Text section:
****************

"Everyday" is a song by the English electronic band Orchestral Manoeuvres in the Dark (OMD), released in 1993 as the third and last single from their ninth album, Liberator (1993). Co-founder Paul Humphreys, who had left the group four years prior, is credited as a co-writer. "Everyday" was the only single from Liberator to miss the UK Top 25, charting at number 59.

The accompanying music video features Sara Cox, who would later be known as a BBC Radio DJ.

Reception
Alan Jones of Music Week scored the single three-out-of-five, writing, "Jaunty, polished pop without a soul. Oh, for the more angst-ridden OMD of old. Still, it's the kind of song that will appeal to radio — very 'up' and sufficiently commercial to make the usual OMD splash." In a retrospective article, Classic Pops Wyndham Wallace likened the track to a "horrifying" Stock Aitken Waterman pastiche. OMD frontman Andy McCluskey conceded, "Sadly it wasn't one of our better songs."

****************

Items:
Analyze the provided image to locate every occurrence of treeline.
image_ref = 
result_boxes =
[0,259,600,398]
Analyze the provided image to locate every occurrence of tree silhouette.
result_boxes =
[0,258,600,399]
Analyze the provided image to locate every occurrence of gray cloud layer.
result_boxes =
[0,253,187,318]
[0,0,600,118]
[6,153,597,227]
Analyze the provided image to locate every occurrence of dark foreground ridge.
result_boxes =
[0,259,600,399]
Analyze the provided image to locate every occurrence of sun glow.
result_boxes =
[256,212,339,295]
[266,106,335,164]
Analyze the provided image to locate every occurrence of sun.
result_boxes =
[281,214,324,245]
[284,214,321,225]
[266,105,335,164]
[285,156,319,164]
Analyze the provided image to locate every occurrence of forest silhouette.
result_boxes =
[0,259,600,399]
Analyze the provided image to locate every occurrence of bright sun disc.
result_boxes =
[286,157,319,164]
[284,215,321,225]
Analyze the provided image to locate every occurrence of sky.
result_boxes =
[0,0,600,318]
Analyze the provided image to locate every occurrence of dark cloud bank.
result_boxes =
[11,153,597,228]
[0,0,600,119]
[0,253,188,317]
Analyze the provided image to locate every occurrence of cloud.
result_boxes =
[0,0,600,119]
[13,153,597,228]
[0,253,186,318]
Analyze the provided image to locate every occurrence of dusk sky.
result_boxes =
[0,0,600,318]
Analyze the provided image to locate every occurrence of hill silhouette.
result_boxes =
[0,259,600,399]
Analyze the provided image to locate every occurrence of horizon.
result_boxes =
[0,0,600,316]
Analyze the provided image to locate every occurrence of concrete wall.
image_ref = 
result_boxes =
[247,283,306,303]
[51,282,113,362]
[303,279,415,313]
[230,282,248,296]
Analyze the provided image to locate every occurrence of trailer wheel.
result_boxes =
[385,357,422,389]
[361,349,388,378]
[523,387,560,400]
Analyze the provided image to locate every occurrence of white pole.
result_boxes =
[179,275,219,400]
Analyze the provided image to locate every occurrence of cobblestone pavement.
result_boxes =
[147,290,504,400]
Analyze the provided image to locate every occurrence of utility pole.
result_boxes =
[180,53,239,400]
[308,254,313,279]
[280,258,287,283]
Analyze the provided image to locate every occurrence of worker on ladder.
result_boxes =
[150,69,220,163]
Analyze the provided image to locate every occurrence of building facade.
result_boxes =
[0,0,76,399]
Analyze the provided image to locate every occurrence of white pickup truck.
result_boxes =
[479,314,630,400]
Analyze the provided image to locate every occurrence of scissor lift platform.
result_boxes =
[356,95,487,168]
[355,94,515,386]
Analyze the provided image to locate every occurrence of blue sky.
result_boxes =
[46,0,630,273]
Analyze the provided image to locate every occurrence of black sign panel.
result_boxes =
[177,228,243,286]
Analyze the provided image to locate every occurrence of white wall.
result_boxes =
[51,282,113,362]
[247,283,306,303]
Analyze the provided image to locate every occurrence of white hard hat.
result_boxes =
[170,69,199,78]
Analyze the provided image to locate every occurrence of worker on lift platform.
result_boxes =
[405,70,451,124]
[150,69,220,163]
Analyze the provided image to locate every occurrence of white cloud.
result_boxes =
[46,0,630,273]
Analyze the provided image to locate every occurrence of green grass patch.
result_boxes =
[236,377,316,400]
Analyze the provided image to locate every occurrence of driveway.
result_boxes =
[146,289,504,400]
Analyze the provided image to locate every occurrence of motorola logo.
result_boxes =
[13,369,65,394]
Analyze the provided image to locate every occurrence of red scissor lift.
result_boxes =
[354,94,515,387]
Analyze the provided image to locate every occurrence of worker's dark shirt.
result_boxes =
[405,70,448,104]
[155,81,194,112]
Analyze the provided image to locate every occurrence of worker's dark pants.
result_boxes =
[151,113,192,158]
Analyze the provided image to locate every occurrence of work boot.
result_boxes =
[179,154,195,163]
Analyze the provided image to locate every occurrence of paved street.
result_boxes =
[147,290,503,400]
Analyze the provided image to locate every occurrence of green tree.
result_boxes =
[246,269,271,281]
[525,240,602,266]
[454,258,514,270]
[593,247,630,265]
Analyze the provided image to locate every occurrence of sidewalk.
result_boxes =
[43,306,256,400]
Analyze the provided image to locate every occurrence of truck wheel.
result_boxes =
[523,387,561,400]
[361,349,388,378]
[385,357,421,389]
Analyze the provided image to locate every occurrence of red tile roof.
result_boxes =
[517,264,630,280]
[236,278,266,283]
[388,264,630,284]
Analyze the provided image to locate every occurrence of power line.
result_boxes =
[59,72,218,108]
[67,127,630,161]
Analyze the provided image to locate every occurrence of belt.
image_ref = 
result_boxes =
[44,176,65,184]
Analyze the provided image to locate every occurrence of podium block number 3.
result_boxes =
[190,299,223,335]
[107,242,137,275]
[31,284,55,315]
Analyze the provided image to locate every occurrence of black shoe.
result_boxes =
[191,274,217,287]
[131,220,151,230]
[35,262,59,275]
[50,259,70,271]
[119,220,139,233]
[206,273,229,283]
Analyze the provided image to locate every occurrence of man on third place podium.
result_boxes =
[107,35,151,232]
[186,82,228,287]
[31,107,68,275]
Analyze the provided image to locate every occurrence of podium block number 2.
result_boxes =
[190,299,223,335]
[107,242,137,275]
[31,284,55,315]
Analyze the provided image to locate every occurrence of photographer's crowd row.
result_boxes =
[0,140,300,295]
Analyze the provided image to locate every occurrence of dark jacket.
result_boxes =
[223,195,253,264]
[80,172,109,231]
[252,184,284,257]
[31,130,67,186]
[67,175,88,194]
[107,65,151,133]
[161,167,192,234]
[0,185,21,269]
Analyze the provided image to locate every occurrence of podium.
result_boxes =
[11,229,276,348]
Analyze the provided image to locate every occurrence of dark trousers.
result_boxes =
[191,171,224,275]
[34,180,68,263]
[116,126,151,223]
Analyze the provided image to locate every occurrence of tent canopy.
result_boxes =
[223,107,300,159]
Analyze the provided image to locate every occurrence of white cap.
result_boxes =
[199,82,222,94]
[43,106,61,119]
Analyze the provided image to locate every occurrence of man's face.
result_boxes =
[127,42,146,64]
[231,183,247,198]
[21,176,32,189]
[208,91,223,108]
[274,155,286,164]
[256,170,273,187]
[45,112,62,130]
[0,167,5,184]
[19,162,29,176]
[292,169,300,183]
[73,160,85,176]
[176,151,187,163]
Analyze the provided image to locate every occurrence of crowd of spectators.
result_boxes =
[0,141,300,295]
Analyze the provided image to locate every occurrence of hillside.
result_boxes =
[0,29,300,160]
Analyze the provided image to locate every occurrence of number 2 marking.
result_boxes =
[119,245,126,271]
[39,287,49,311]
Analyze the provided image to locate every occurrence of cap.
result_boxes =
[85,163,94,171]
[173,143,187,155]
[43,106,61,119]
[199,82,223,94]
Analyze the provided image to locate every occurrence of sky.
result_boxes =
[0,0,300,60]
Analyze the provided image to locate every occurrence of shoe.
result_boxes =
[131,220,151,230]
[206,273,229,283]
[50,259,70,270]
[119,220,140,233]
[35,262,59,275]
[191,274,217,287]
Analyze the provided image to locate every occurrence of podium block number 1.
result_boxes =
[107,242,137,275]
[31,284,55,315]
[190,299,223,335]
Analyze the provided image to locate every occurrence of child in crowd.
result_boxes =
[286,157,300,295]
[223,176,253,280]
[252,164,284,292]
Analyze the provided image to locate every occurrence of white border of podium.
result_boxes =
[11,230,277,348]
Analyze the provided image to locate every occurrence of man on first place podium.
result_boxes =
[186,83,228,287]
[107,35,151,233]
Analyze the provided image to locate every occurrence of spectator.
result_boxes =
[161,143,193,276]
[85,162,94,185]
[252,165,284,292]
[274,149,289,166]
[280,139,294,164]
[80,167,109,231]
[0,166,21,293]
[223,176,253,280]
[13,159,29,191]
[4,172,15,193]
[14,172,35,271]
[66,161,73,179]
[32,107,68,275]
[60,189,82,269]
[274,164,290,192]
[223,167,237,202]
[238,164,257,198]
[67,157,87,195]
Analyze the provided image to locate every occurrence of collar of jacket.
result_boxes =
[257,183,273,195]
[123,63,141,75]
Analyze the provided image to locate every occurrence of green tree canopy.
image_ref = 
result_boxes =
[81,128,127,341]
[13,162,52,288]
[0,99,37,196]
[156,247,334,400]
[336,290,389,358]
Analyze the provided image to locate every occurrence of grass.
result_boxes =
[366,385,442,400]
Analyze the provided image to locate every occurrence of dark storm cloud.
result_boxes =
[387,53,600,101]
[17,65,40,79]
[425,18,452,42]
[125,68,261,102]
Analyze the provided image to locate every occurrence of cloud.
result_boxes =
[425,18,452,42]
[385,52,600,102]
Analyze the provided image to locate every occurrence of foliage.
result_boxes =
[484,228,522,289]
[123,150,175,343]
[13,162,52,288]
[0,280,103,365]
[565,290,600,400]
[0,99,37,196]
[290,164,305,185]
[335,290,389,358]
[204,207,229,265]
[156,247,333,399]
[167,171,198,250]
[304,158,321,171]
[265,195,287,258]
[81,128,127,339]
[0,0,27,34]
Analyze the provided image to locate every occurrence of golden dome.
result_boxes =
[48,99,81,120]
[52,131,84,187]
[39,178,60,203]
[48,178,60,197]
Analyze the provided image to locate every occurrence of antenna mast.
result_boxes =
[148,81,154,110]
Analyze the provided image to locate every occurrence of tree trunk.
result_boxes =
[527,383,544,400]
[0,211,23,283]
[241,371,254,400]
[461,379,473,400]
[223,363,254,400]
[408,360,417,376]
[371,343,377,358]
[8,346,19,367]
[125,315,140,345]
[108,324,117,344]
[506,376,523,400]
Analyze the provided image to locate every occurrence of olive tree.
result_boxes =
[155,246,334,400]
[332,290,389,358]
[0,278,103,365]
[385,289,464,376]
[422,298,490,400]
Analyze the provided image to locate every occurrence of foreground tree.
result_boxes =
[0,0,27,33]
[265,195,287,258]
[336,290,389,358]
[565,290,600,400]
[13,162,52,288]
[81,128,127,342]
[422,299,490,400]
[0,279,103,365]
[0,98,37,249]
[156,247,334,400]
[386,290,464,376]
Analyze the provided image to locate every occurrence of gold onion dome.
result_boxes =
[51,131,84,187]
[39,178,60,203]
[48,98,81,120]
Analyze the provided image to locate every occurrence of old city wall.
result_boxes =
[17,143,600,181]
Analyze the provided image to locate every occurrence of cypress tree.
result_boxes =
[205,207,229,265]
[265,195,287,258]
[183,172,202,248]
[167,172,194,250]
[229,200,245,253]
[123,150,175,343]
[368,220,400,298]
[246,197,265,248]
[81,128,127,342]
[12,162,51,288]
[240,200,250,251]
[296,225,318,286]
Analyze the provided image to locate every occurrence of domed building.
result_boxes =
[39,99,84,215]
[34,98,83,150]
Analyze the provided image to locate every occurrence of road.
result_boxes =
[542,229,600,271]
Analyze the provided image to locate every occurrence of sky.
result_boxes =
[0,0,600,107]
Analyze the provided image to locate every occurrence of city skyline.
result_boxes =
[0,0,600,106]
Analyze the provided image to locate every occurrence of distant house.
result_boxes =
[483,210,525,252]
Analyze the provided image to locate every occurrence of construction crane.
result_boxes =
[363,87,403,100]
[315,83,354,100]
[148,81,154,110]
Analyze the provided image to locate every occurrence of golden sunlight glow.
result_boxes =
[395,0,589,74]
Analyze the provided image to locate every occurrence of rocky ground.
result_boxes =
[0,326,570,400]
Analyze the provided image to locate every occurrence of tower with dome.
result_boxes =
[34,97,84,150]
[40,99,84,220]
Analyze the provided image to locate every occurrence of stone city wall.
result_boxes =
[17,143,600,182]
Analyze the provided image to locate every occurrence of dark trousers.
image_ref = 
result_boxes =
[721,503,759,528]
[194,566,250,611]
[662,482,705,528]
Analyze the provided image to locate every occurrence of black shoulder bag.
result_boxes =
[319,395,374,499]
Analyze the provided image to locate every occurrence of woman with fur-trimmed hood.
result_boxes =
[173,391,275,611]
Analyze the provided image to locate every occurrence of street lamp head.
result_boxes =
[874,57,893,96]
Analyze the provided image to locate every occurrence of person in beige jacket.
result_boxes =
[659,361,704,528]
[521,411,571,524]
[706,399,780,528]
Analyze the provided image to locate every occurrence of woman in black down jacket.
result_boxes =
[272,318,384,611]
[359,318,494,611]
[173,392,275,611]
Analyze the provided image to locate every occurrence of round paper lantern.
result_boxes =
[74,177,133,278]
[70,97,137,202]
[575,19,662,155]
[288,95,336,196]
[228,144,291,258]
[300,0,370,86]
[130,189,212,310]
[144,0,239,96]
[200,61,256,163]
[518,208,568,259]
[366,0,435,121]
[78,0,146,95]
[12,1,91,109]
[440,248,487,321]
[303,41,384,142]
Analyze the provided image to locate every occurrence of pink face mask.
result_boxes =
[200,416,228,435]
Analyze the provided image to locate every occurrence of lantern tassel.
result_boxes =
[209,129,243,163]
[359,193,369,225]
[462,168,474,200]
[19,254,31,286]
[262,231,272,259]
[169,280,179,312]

****************

What the task asks:
Answer from the text on the OMD song "Everyday":
1. At what position did "Everyday" chart in the UK?
2. Who appears in the song's music video?
3. What score did Alan Jones of Music Week give the single?

The reply:
1. Number 59
2. Sara Cox
3. Three out of five